EXCERPT PROVIDED:
++++++++
Author

Marwin Carmo

Published

November 17, 2023

Overview:

In this problem set, you will be using the stringr package (part of tidyverse) to work with strings, and the lubridate package for working with dates and times. We will ask you to load Twitter data that is saved as an .Rdata file.

Question 1: Working with strings

  1. Load the following packages in the code chunk below: tidyverse and lubridate.
Code
library(tidyverse)
library(lubridate)
  1. Using str_c() and the following objects as input, create the string: "Roses are red, Violets are blue"

    • We encourage you to first sketch out what you want to do on some scratch paper.
    • Recall from the lecture example on “Using str_c() on vectors of different lengths”, when multiple vectors of different length are provided in the str_c() function, the elements of shorter vectors are recycled. See below.
Code
str_c("@", c("emorie ", "sgtpepper ", "apple "), sep = "", collapse = ",")

#[1] "@emorie ,@sgtpepper ,@apple "
- Now try it yourself.
Code
vec_1 <- c("Roses", "Violets")
vec_2 <- c("red", "blue")

str_1 <- "are"

# Write your code here

str_c(vec_1, str_1, vec_2, sep = " ", collapse = ", ")
[1] "Roses are red, Violets are blue"
  1. Pig Latin is a language game in which the first consonant of each word is moved to the end of the word, then "ay" is appended to create a suffix. For example, the word "Wikipedia" would become "Ikipediaway".

    • Using str_c() and str_sub(), turn the given pig_latin vector into the string: "igpay atinlay"
    • We encourage you to first sketch out what you want to do on some scratch paper.
      • First, think about what the final outcome will look like.
++++++++
Rows taken from a dataset
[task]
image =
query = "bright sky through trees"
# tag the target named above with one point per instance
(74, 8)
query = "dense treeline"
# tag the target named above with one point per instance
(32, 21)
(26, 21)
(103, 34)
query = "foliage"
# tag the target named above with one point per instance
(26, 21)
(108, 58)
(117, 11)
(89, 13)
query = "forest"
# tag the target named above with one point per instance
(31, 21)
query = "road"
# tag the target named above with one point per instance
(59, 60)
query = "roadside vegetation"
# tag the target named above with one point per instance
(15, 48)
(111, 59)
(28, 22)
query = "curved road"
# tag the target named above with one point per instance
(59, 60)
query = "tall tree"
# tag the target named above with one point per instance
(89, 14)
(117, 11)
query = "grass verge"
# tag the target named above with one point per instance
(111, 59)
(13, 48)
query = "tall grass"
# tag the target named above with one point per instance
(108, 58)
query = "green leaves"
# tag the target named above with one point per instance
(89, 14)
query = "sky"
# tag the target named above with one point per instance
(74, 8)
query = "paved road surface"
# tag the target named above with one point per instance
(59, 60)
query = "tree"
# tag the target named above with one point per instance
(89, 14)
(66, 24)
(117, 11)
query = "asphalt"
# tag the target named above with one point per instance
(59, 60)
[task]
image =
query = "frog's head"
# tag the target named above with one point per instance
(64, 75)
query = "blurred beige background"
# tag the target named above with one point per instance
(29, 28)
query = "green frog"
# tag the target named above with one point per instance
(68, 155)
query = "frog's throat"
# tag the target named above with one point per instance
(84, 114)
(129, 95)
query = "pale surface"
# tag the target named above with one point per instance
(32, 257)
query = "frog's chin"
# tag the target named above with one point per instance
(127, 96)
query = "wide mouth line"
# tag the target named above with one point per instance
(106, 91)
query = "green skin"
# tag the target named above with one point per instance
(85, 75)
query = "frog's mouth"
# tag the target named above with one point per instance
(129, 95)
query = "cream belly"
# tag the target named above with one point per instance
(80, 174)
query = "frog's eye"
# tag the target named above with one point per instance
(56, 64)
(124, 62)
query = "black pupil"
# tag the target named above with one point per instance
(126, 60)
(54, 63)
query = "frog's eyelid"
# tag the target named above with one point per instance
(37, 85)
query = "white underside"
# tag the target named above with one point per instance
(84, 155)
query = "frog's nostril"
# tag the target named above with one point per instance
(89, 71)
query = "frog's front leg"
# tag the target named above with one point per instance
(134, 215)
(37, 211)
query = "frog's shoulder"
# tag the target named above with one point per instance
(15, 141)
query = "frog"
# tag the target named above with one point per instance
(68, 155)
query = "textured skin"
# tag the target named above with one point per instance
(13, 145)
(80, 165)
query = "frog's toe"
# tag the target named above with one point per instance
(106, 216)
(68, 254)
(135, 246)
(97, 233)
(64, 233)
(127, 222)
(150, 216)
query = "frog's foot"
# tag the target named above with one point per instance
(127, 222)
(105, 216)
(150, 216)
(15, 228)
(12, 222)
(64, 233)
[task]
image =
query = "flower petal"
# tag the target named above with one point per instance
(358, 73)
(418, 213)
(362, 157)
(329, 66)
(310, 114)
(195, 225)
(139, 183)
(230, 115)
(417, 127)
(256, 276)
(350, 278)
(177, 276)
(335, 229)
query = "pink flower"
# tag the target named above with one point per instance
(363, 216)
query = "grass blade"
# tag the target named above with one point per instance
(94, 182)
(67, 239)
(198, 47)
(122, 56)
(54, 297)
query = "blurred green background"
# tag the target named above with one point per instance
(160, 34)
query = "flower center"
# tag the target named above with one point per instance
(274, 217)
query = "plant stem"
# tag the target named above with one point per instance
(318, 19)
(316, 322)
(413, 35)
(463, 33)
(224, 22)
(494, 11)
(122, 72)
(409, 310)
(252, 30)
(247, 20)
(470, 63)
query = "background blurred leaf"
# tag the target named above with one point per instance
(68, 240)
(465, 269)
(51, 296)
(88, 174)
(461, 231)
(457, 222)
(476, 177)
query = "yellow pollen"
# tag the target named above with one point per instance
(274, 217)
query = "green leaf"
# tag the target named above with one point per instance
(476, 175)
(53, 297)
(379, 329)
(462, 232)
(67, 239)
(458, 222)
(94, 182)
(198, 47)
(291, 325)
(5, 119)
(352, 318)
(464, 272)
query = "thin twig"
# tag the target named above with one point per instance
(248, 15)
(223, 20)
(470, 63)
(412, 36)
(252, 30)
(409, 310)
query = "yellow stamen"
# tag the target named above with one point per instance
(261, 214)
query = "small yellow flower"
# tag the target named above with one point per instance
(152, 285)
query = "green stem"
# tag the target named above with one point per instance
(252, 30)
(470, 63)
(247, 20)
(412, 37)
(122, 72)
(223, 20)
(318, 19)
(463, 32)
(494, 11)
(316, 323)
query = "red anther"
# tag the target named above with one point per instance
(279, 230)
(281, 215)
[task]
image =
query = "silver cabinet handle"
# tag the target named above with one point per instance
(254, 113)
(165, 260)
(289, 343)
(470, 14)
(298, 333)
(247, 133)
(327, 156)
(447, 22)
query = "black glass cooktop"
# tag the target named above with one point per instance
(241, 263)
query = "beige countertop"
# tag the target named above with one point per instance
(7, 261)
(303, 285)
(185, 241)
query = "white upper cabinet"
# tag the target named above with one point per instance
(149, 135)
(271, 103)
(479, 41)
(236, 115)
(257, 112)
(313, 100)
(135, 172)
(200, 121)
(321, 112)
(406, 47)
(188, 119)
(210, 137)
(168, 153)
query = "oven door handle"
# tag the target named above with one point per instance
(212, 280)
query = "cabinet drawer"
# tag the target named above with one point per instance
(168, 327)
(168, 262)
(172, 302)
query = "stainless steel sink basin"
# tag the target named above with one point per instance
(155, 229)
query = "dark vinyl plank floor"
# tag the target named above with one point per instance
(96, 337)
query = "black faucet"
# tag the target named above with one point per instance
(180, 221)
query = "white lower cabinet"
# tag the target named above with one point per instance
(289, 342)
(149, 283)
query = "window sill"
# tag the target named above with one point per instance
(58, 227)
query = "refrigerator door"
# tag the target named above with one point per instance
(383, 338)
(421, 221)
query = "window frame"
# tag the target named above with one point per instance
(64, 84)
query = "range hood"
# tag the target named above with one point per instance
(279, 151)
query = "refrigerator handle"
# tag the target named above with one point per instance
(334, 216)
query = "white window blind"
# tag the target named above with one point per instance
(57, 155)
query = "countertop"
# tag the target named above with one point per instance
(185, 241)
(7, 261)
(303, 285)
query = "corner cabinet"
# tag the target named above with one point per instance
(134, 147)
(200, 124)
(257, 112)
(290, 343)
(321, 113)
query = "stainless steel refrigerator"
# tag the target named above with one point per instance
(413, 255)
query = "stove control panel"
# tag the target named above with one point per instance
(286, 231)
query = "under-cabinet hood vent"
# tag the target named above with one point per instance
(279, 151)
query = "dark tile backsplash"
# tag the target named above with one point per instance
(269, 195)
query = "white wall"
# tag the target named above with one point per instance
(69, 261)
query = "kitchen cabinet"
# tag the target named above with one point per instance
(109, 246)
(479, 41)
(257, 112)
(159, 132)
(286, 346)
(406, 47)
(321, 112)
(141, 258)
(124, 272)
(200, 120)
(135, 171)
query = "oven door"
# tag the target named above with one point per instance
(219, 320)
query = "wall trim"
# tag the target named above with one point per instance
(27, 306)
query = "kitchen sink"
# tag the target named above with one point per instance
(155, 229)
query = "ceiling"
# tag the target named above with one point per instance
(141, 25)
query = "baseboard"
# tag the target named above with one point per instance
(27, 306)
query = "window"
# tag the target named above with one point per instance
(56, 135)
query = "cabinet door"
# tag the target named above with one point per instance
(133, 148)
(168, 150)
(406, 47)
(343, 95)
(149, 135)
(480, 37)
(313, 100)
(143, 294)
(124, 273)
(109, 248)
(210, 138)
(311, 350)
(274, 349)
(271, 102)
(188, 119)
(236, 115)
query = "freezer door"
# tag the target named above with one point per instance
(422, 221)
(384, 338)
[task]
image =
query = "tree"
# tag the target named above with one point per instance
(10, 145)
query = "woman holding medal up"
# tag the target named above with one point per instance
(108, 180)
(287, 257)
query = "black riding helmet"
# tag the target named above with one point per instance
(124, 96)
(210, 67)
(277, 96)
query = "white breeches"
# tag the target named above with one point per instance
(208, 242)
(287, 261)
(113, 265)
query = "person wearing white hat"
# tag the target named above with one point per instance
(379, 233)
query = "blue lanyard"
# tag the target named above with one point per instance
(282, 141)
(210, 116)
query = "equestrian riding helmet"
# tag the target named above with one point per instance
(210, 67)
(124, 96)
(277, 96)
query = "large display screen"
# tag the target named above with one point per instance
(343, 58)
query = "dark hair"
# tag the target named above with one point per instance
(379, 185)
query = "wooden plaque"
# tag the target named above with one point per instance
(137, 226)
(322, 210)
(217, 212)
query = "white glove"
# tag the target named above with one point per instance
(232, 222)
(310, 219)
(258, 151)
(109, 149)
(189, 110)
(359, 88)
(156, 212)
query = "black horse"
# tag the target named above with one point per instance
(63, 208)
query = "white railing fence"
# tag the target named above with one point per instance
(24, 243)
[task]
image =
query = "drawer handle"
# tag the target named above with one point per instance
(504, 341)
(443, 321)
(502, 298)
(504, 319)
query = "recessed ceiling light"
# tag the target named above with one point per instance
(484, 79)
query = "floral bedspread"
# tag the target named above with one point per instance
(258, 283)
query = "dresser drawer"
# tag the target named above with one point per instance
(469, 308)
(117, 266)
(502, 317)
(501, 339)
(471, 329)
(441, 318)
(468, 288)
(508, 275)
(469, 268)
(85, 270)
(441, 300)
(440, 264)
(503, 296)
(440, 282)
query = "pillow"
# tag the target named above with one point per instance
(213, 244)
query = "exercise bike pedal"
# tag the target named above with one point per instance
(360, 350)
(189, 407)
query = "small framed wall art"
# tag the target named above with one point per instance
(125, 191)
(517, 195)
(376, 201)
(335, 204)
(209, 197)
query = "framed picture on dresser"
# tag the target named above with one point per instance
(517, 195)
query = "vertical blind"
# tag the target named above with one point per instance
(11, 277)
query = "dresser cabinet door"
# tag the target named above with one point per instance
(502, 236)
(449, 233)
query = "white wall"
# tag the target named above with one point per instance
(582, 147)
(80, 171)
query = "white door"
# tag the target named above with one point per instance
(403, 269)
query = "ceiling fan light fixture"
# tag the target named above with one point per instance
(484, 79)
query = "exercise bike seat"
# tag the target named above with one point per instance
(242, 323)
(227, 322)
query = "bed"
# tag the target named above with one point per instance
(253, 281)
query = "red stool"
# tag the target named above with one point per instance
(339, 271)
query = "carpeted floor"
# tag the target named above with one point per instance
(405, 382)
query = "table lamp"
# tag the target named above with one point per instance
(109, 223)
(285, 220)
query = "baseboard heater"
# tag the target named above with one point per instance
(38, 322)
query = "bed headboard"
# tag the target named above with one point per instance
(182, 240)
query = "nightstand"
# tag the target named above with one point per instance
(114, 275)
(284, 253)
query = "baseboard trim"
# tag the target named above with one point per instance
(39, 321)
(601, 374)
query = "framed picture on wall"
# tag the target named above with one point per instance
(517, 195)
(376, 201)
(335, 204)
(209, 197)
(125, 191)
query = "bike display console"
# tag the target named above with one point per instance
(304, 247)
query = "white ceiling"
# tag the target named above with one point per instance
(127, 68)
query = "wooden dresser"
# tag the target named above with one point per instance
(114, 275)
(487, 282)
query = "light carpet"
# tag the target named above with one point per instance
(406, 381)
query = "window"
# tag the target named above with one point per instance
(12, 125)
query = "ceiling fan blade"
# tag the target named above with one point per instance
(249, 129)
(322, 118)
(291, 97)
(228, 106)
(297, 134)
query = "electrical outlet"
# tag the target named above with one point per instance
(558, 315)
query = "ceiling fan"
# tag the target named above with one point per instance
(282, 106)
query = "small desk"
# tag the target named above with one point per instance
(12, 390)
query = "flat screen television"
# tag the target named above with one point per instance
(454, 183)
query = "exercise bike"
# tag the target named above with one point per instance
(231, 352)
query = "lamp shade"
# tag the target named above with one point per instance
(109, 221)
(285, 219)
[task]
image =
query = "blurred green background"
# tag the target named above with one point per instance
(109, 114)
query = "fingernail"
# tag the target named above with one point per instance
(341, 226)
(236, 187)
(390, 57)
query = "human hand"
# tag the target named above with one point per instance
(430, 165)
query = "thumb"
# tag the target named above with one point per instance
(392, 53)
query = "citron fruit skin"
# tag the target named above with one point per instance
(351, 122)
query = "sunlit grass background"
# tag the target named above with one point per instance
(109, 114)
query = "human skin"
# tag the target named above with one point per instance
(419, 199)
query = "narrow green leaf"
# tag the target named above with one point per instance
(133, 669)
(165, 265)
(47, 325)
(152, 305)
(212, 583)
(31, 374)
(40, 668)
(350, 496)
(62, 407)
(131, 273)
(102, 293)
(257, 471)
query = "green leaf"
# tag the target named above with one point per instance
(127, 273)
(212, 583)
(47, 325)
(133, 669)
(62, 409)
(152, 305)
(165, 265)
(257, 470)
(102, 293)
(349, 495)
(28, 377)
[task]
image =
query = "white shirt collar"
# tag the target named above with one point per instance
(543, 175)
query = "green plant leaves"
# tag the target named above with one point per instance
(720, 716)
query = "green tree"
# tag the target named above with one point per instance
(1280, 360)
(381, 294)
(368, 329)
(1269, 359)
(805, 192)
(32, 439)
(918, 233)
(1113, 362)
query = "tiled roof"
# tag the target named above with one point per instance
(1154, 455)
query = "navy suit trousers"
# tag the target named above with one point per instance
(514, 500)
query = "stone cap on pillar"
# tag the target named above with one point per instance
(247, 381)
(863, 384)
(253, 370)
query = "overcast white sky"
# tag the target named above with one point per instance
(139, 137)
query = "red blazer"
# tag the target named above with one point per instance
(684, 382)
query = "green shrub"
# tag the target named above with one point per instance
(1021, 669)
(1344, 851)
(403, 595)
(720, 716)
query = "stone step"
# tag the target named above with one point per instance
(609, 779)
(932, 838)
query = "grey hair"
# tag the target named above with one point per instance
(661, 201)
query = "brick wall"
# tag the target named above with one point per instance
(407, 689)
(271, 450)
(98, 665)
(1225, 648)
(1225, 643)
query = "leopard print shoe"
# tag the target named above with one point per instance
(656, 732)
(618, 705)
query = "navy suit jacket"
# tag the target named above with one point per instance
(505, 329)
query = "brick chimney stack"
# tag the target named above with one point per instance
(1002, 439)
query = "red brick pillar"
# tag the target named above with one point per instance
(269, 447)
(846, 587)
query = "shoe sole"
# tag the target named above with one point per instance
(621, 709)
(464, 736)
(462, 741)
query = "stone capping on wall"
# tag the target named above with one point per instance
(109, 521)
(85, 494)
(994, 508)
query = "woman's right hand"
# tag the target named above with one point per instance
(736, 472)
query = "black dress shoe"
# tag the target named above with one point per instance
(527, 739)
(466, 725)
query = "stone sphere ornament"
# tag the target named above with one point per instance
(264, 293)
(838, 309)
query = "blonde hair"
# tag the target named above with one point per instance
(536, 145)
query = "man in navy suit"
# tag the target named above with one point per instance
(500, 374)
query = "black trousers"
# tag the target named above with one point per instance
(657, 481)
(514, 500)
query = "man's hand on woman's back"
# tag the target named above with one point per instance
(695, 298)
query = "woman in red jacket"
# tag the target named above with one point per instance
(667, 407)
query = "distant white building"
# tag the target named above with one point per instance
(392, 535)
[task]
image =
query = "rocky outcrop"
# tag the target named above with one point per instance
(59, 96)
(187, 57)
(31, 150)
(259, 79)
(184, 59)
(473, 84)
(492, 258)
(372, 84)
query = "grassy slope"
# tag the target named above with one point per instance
++++++++
Repeat, word for word, the part of the R strings problem set from "In this problem" up to and including "recycled. See below.".

EXERCISE ANSWER:
In this problem set, you will be using the stringr package (part of tidyverse) to work with strings, and the lubridate package for working with dates and times. We will ask you to load Twitter data that is saved as an .Rdata file.

Question 1: Working with strings

  1. Load the following packages in the code chunk below: tidyverse and lubridate.
Code
library(tidyverse)
library(lubridate)
  1. Using str_c() and the following objects as input, create the string: "Roses are red, Violets are blue"

    • We encourage you to first sketch out what you want to do on some scratch paper.
    • Recall from the lecture example on “Using str_c() on vectors of different lengths”, when multiple vectors of different length are provided in the str_c() function, the elements of shorter vectors are recycled. See below.